The task.
Recast all of the material below as a numbered list with one line per item, omitting any blank lines.

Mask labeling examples
begin
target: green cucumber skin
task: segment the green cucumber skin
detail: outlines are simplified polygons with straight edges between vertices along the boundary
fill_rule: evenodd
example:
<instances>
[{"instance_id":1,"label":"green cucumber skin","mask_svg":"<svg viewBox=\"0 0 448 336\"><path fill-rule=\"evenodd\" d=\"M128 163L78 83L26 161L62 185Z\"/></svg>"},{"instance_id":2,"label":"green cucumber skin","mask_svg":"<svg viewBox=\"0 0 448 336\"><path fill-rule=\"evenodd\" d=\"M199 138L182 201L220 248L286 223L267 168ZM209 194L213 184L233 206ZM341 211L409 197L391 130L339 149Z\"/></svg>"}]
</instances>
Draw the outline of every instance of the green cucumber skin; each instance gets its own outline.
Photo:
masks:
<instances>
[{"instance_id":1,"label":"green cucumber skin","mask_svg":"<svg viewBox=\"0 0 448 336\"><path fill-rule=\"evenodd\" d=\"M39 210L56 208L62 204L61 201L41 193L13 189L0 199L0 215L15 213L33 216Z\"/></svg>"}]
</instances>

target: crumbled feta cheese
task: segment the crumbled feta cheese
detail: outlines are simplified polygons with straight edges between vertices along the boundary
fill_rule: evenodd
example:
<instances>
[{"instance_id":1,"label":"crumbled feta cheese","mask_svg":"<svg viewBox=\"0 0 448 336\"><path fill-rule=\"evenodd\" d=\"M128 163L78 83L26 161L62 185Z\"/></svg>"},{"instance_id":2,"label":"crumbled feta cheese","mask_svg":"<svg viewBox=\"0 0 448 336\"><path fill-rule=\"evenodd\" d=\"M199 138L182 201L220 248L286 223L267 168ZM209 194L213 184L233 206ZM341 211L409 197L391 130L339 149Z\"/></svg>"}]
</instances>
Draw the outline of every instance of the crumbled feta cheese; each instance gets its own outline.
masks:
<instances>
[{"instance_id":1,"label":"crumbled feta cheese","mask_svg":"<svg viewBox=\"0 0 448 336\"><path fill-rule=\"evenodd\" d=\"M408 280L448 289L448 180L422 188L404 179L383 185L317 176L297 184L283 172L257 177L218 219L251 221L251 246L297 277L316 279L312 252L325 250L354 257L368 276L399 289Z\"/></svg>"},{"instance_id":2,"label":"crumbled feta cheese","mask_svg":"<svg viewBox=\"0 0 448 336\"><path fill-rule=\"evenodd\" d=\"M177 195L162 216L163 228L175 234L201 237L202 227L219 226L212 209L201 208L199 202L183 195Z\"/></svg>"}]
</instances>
end
Exercise solution.
1. target: green cucumber skin
2. task: segment the green cucumber skin
3. detail: outlines are simplified polygons with straight edges between vertices along the boundary
4. fill_rule: evenodd
5. example:
6. <instances>
7. [{"instance_id":1,"label":"green cucumber skin","mask_svg":"<svg viewBox=\"0 0 448 336\"><path fill-rule=\"evenodd\" d=\"M128 163L78 83L26 161L62 185Z\"/></svg>"},{"instance_id":2,"label":"green cucumber skin","mask_svg":"<svg viewBox=\"0 0 448 336\"><path fill-rule=\"evenodd\" d=\"M199 138L182 201L220 248L286 223L267 168ZM209 194L213 184L233 206ZM341 211L409 197L391 130L339 149Z\"/></svg>"}]
8. </instances>
9. Draw the outline of every instance of the green cucumber skin; each instance gets its own outline.
10. Photo:
11. masks:
12. <instances>
13. [{"instance_id":1,"label":"green cucumber skin","mask_svg":"<svg viewBox=\"0 0 448 336\"><path fill-rule=\"evenodd\" d=\"M39 210L56 208L62 204L61 201L41 193L13 189L0 199L0 215L15 213L33 216Z\"/></svg>"}]
14. </instances>
15. target: crumbled feta cheese
16. task: segment the crumbled feta cheese
17. detail: outlines are simplified polygons with straight edges between vertices along the boundary
18. fill_rule: evenodd
19. example:
20. <instances>
21. [{"instance_id":1,"label":"crumbled feta cheese","mask_svg":"<svg viewBox=\"0 0 448 336\"><path fill-rule=\"evenodd\" d=\"M128 163L78 83L26 161L62 185Z\"/></svg>"},{"instance_id":2,"label":"crumbled feta cheese","mask_svg":"<svg viewBox=\"0 0 448 336\"><path fill-rule=\"evenodd\" d=\"M199 138L182 201L220 248L286 223L267 168ZM209 194L213 184L233 206ZM341 211L409 197L391 130L339 149Z\"/></svg>"}]
22. </instances>
23. Draw the outline of every instance of the crumbled feta cheese; each instance gets its own outline.
24. masks:
25. <instances>
26. [{"instance_id":1,"label":"crumbled feta cheese","mask_svg":"<svg viewBox=\"0 0 448 336\"><path fill-rule=\"evenodd\" d=\"M408 280L448 289L448 180L422 188L404 179L383 185L317 176L297 184L283 172L257 177L218 219L251 221L251 246L297 277L316 279L312 252L325 250L354 257L368 276L399 289Z\"/></svg>"},{"instance_id":2,"label":"crumbled feta cheese","mask_svg":"<svg viewBox=\"0 0 448 336\"><path fill-rule=\"evenodd\" d=\"M177 195L162 216L163 228L175 234L201 237L202 227L219 226L212 209L201 208L199 202L183 195Z\"/></svg>"}]
27. </instances>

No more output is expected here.